• _Listed records_:

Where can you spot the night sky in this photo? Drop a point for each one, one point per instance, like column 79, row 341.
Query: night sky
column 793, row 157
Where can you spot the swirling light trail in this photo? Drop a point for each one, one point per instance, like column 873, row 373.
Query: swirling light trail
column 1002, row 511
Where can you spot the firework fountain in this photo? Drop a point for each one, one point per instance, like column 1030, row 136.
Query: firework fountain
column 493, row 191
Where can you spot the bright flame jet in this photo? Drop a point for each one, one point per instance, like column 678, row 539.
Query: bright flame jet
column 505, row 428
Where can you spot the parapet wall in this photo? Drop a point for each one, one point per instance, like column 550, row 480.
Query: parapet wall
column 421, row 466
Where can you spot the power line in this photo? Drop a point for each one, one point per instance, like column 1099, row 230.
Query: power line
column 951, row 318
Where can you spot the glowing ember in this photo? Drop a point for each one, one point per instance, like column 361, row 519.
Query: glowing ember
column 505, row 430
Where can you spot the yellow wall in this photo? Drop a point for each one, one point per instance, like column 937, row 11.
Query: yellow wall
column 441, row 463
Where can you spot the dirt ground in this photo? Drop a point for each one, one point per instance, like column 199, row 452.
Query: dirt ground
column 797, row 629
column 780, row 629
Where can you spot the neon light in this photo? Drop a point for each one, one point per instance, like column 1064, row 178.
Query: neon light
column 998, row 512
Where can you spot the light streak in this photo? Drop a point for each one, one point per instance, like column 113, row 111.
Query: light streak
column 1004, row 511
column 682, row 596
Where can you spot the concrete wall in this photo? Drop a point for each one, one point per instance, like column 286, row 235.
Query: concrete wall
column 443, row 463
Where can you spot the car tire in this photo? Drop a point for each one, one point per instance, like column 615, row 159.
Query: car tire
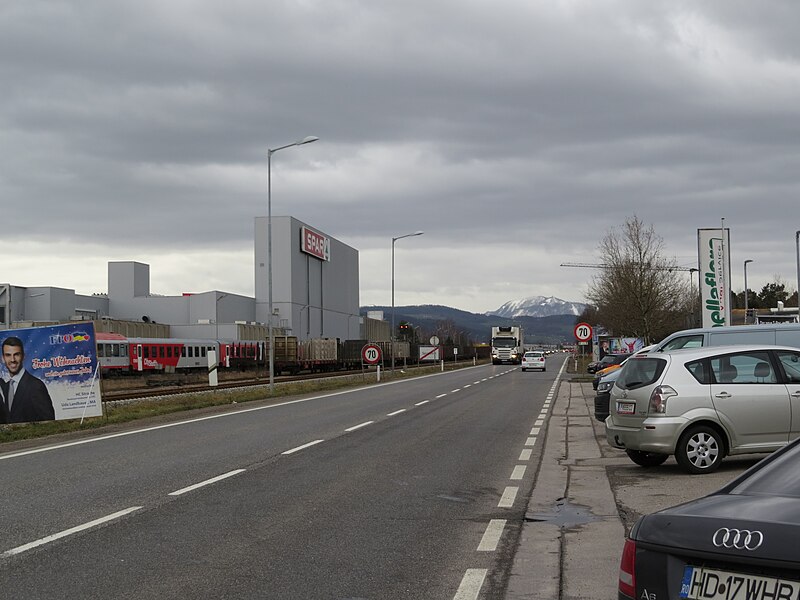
column 646, row 459
column 700, row 450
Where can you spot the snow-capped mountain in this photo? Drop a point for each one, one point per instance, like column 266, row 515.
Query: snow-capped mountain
column 538, row 306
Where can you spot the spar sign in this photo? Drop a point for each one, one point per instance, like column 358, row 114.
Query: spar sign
column 714, row 258
column 315, row 244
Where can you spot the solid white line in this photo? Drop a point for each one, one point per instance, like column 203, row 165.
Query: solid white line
column 359, row 426
column 491, row 537
column 303, row 447
column 66, row 532
column 508, row 497
column 206, row 482
column 471, row 584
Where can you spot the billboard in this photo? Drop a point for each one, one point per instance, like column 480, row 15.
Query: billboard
column 714, row 260
column 49, row 373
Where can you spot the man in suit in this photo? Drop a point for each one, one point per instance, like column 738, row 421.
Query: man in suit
column 3, row 406
column 27, row 398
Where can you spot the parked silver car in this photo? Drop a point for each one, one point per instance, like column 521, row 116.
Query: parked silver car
column 703, row 404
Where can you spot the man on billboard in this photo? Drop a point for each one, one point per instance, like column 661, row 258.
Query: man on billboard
column 26, row 396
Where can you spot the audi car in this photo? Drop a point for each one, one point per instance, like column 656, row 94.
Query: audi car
column 739, row 543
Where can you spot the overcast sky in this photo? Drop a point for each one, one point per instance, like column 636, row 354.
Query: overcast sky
column 515, row 133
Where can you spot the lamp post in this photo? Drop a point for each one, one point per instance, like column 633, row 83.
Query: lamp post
column 745, row 289
column 270, row 152
column 391, row 333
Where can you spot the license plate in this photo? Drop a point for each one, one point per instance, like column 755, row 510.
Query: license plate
column 710, row 584
column 626, row 408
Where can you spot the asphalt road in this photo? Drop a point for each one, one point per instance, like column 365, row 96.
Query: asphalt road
column 414, row 489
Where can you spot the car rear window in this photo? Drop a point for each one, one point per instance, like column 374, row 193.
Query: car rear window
column 639, row 372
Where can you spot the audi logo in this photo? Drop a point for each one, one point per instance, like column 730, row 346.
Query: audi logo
column 740, row 539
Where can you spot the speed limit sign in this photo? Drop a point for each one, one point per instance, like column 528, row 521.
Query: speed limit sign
column 371, row 354
column 583, row 332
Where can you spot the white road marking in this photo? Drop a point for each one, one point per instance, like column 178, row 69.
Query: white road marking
column 508, row 497
column 206, row 482
column 66, row 532
column 518, row 472
column 491, row 537
column 471, row 584
column 303, row 447
column 359, row 426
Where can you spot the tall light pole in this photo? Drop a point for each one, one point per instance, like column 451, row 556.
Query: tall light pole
column 745, row 289
column 391, row 333
column 797, row 245
column 270, row 152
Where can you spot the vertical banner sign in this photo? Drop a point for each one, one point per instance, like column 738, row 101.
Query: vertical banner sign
column 713, row 257
column 49, row 373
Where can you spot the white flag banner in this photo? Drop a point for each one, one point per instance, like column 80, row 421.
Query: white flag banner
column 713, row 257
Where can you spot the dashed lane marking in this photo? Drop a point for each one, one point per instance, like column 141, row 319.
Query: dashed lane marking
column 206, row 482
column 508, row 497
column 491, row 537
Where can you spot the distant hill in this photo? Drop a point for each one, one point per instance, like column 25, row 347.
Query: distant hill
column 538, row 306
column 552, row 329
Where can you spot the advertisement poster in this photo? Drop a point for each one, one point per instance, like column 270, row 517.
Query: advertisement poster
column 713, row 254
column 49, row 373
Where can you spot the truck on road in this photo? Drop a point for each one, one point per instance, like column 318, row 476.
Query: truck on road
column 507, row 344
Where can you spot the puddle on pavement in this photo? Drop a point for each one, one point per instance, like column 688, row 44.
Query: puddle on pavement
column 564, row 514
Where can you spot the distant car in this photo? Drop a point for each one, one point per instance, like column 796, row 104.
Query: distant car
column 534, row 360
column 737, row 543
column 701, row 405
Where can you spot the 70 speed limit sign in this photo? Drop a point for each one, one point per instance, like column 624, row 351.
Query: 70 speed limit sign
column 371, row 354
column 583, row 332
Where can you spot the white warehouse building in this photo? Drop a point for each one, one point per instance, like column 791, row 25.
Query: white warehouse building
column 315, row 293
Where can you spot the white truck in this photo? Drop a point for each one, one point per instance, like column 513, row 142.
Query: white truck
column 507, row 344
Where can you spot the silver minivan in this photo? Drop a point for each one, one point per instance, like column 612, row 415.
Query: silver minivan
column 703, row 404
column 780, row 334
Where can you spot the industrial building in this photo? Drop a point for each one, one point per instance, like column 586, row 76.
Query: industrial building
column 315, row 294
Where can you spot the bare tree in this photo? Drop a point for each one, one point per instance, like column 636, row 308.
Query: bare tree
column 640, row 293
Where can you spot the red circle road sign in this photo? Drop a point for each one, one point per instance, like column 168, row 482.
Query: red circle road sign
column 583, row 332
column 371, row 354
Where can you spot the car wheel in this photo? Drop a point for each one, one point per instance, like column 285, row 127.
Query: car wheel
column 646, row 459
column 700, row 450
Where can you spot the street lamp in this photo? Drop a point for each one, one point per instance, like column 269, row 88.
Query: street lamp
column 391, row 334
column 270, row 152
column 745, row 289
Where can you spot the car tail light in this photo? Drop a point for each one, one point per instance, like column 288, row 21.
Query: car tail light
column 659, row 397
column 627, row 569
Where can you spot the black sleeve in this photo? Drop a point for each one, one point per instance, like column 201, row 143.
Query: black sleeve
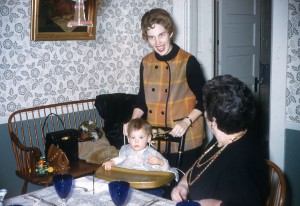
column 196, row 80
column 141, row 101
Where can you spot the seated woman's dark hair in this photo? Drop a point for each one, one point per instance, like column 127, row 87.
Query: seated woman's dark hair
column 230, row 102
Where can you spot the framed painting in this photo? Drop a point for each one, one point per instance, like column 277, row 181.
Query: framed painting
column 49, row 20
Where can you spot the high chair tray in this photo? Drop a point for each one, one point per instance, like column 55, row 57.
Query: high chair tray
column 138, row 179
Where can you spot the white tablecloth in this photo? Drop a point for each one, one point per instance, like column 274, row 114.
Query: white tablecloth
column 82, row 195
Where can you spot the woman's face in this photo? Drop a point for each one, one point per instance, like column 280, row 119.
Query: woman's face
column 138, row 139
column 159, row 39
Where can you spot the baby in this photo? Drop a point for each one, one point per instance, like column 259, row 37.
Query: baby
column 138, row 154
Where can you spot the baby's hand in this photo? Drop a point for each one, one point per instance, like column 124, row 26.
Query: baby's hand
column 107, row 165
column 152, row 160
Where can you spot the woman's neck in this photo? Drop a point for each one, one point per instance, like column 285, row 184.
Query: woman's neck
column 224, row 139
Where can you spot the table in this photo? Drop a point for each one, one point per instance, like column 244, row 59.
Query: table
column 82, row 194
column 138, row 179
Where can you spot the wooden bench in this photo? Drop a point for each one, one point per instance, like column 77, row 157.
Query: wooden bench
column 28, row 141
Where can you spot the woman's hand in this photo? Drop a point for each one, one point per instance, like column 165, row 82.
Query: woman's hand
column 107, row 165
column 180, row 128
column 125, row 129
column 179, row 193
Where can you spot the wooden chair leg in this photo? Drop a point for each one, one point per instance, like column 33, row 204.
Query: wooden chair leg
column 24, row 188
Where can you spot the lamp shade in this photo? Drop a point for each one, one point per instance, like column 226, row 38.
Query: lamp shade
column 79, row 16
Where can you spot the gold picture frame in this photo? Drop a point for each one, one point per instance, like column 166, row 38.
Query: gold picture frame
column 49, row 21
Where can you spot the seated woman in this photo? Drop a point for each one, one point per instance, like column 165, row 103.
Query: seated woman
column 232, row 170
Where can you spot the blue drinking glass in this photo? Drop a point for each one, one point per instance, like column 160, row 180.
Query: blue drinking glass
column 118, row 191
column 63, row 185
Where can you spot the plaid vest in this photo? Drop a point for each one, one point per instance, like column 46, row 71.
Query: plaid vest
column 168, row 96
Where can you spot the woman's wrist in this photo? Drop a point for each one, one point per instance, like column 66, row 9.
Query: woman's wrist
column 189, row 121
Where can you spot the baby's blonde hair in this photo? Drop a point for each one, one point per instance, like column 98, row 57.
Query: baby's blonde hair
column 137, row 124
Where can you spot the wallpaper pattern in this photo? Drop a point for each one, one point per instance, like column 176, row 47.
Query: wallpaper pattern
column 293, row 67
column 45, row 72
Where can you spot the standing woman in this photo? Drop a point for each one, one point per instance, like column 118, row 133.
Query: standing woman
column 171, row 82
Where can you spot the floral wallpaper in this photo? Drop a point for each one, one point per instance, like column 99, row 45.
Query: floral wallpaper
column 293, row 67
column 45, row 72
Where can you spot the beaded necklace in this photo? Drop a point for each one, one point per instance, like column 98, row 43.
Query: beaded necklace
column 210, row 160
column 207, row 163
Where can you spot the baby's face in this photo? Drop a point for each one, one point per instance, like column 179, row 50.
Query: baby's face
column 138, row 139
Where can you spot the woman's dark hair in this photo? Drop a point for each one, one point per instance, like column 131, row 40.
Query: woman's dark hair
column 137, row 124
column 230, row 102
column 157, row 16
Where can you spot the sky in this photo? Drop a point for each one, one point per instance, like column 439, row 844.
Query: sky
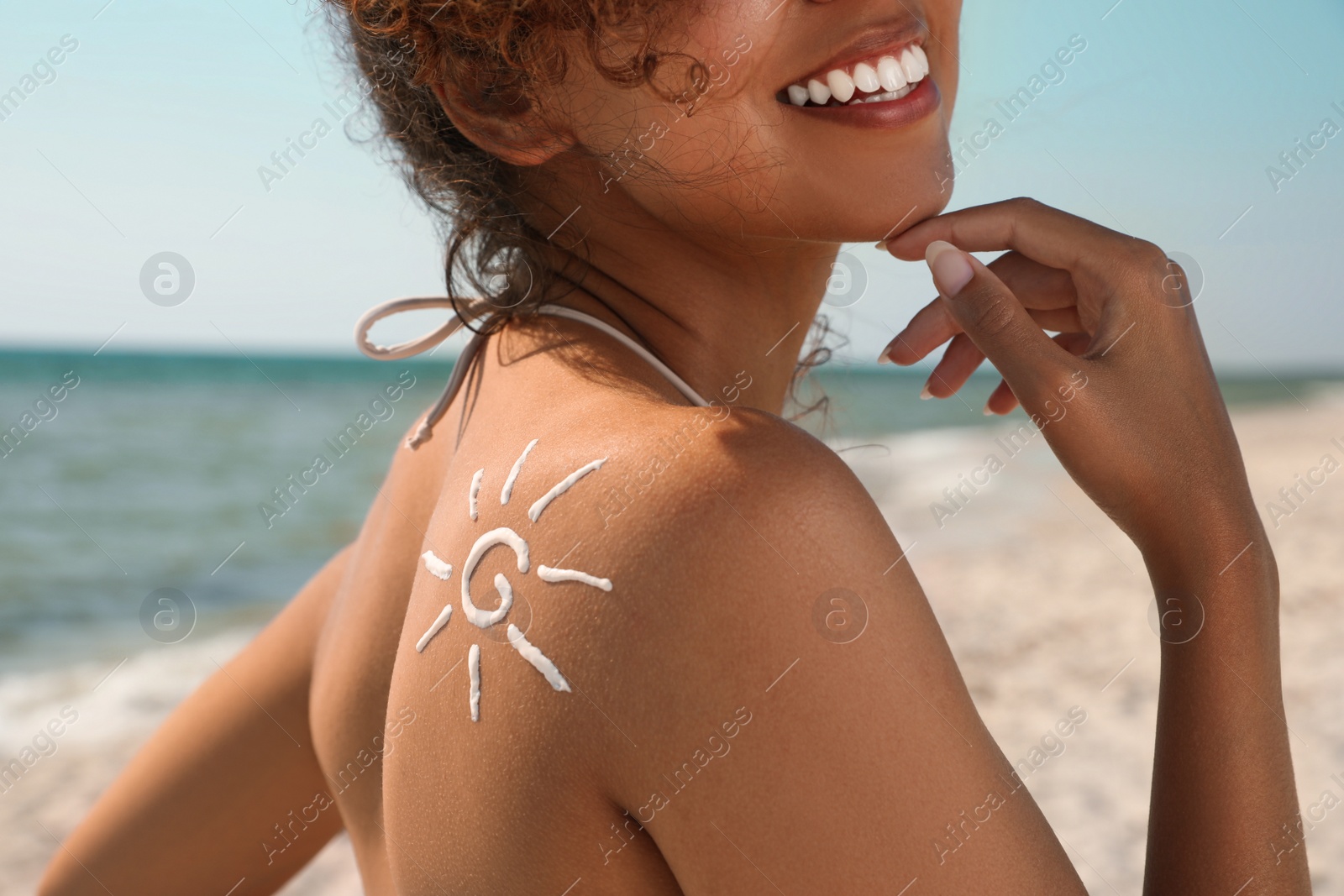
column 148, row 134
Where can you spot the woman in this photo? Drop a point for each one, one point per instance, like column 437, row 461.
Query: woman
column 642, row 701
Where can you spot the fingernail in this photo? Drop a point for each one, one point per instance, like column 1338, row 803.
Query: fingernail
column 951, row 268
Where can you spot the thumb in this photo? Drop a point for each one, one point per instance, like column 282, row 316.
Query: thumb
column 994, row 318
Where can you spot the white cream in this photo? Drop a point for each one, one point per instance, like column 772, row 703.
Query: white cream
column 512, row 474
column 549, row 574
column 476, row 490
column 562, row 486
column 437, row 567
column 538, row 660
column 444, row 616
column 474, row 668
column 503, row 535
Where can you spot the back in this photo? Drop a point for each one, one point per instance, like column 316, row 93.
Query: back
column 660, row 715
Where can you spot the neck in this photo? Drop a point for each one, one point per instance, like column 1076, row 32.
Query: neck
column 710, row 308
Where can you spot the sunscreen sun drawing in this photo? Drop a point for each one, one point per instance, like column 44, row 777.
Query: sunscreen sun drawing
column 506, row 537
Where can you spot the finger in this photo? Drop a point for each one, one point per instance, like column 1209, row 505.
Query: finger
column 994, row 318
column 958, row 364
column 1026, row 226
column 1035, row 285
column 1003, row 401
column 1074, row 343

• _Set task_:
Give the records as a JSON list of strings, starting at the line that contains "Where can you spot the finger in" and ending at the last line of the records, with one string per line and blank lines left out.

• _Solved problem_:
[
  "Where can you spot the finger in this photo? Drop a point for each one, one point per instance, like column 1209, row 505.",
  "Query: finger",
  "column 994, row 318",
  "column 958, row 364",
  "column 1026, row 226",
  "column 1035, row 285",
  "column 1003, row 401",
  "column 1074, row 343"
]